■ **Instrucciones**: Extrae literalmente del texto sobre la verdad el fragmento que comienza en "Entonces ¿no existe" y termina en "sepa cuál es.".

■ **Pasaje seleccionado**:
────────────────

Y en cuanto a nivel de conocimientos no sólo hay que referirse a datos aprendidos (un ordenador entonces sería un sabio), ni siquiera en cuanto a sentimientos o sensaciones, sino a la unión de todos ellos, porque todas esas facetas son las que conforman eso que llamamos “yo” y que toma las decisiones. Unas decisiones condicionadas por la contaminación y la confusión de esos elementos, pero una decisión en el fondo (o más bien en la superficie, si queremos afinar la expresión).

Entonces, si partimos de todo esto, se podría pensar que para saber la verdad hay que ser sabio, porque de otra manera esa verdad estaría tan adulterada que prácticamente sólo valdría para uno (o unos pocos) individuos.

Entonces ¿no existe “La Verdad”?

Si tomamos como punto de partida (y como punto de meta) al individuo ignorante y perecedero, es evidente que no. Podrían existir tantas verdades como personas, e incluso tantas verdades como situaciones en las que se encuentre cada persona (recordemos cuántas veces hemos creído verdad algo que con el paso del tiempo nos ha parecido mentira y viceversa).

Pero si tomamos como partida al sabio (que creo que existe aunque no es dado a salir ante el público como tal), la verdad sería otra cosa. Y sería otra cosa porque la úica verdad estaría relacionada con el camino hacia nuestro destino, hacia lo que hemos venido a hacer en esta vida. Y dado que eso es algo que ni nosotros mismos sabemos, sólo nos queda que el sabio, el que verdaderamente conoce el funcionamiento interno del mundo, sepa cuál es.

Y que sepa que no todos estamos recorriendo el mismo camino ni el mismo tramo, aunque nuestro punto de partida y de llegada sean los mismos.

En definitiva, la verdad sería lo que nos ayuda a caminar por nuestro camino y la mentira lo que nos aleja de él.

────────────────

■ **Extractos de filas**:
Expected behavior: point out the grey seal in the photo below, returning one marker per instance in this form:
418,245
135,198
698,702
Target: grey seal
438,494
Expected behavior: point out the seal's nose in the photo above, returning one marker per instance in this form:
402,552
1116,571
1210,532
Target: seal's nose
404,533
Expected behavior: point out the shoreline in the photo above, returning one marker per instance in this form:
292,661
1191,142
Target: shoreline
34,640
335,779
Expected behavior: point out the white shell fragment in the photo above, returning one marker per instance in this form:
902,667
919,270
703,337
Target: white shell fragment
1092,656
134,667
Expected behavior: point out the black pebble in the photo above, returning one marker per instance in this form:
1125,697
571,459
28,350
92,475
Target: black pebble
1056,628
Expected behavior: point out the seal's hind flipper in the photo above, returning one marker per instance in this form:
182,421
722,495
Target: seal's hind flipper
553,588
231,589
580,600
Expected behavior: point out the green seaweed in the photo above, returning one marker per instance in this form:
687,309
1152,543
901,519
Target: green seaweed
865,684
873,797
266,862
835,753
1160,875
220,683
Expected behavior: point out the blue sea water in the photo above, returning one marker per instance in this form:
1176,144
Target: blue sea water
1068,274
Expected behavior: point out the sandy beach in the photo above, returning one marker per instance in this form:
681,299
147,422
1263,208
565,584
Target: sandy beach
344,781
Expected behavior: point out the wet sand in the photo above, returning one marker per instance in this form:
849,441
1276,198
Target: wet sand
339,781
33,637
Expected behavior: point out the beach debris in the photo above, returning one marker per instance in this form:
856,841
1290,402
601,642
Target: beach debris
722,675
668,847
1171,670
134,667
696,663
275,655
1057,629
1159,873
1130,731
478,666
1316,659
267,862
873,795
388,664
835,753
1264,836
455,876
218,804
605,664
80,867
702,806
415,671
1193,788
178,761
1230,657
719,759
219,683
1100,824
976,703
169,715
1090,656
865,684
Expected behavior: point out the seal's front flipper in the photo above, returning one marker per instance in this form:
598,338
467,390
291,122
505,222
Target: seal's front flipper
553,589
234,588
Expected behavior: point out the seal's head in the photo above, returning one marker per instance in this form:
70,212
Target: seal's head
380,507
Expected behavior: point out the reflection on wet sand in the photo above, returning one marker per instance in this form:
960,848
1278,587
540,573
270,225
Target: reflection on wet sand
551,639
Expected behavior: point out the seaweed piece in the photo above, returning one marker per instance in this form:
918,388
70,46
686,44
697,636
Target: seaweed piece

────────────────

■ **Respuesta completa**:
Entonces ¿no existe “La Verdad”?

Si tomamos como punto de partida (y como punto de meta) al individuo ignorante y perecedero, es evidente que no. Podrían existir tantas verdades como personas, e incluso tantas verdades como situaciones en las que se encuentre cada persona (recordemos cuántas veces hemos creído verdad algo que con el paso del tiempo nos ha parecido mentira y viceversa).

Pero si tomamos como partida al sabio (que creo que existe aunque no es dado a salir ante el público como tal), la verdad sería otra cosa. Y sería otra cosa porque la úica verdad estaría relacionada con el camino hacia nuestro destino, hacia lo que hemos venido a hacer en esta vida. Y dado que eso es algo que ni nosotros mismos sabemos, sólo nos queda que el sabio, el que verdaderamente conoce el funcionamiento interno del mundo, sepa cuál es.